▶ FRAGMENT STRONY
SportŻycie Miasta

Piast o krok przed nowym sezonem

Piast Gliwice jest na ostatniej prostej przed startem rozgrywek PKO Bank Polski Ekstraklasy 2022/2023. Piłkarze z Okrzei od początku tego tygodnia uczestniczą w sesjach treningowych na własnych obiektach, a w piątek wyjadą do Białegostoku na mecz z tamtejszą Jagiellonią i rozpoczną ligowe zmagania.

Wczoraj zawodnicy Piasta uczestniczyli w pojedynczej sesji treningowej, a po południ część z nich uczestniczyła w otwarciu oficjalnego Fanshopu Piasta Gliwice w salonie 4F, znajdującym się w C Forum. Kibice mieli nie tylko okazje do zakupu nowej koszulki meczowej Niebiesko-Czerwonych, ale także do zebrania autografów i zrobienia zdjęć z piłkarzami.

Na kolejne dni zaplanowane są zajęcia na obiektach klubu. W planie są treningi na siłowni oraz te na murawie. Mikrocykl zakończy ostatnia sesja treningowa, która odbędzie się w piątek. Po niej sztab i zawodnicy udadzą się autokarem bezpośrednio do Białegostoku. Pierwszy ligowy gwizdek dla Piasta w tym sezonie zabrzmi już w najbliższą sobotę o godz. 17:30.

▶ TREŚĆ ZADANIA A
O której godzinie w najbliższą sobotę zabrzmi pierwszy ligowy gwizdek dla Piasta według tekstu o Piaście Gliwice?

▶ REKORDY DO ĆWICZENIA
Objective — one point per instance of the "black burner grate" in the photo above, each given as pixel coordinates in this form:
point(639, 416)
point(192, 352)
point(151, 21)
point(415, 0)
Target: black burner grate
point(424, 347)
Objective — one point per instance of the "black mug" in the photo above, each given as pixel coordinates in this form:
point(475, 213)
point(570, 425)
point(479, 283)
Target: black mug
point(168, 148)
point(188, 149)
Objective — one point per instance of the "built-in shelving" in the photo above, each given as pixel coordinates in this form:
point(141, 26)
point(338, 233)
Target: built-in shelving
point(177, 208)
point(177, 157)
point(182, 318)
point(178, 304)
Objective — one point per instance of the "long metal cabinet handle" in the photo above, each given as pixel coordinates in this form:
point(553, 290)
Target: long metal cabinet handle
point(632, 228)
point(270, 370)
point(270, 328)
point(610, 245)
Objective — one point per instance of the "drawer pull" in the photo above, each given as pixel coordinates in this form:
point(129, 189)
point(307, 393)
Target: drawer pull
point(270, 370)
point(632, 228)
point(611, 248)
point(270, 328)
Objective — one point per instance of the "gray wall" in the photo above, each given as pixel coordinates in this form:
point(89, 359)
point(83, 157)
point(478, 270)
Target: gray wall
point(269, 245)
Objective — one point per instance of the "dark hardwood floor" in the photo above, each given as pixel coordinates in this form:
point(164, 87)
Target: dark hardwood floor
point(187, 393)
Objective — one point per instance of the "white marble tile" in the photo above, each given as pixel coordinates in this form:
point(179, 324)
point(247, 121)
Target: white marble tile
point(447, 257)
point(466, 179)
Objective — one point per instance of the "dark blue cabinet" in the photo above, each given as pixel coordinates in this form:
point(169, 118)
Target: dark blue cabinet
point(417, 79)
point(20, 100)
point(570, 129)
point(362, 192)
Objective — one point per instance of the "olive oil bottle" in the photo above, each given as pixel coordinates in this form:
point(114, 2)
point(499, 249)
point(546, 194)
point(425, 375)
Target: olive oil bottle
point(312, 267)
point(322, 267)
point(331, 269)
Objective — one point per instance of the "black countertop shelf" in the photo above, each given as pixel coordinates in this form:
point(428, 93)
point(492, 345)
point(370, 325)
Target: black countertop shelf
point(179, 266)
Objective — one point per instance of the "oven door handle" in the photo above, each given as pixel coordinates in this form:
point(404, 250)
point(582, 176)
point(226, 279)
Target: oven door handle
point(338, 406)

▶ TREŚĆ ZADANIA B
Podaj jeszcze raz wszystkie wiersze rekordów, od samego początku aż do wiersza z „point(188, 149)” włącznie, razem z poleceniami. W odpowiedziach przesuń każdą współrzędną punktu o -34.

▶ WYNIK A
O godzinie 17:30.

▶ WYNIK B
Objective — one point per instance of the "black burner grate" in the photo above, each given as pixel coordinates in this form:
point(639, 416)
point(192, 352)
point(151, 21)
point(415, 0)
Target: black burner grate
point(390, 313)
Objective — one point per instance of the "black mug" in the photo above, each given as pixel coordinates in this form:
point(475, 213)
point(570, 425)
point(479, 283)
Target: black mug
point(134, 114)
point(154, 115)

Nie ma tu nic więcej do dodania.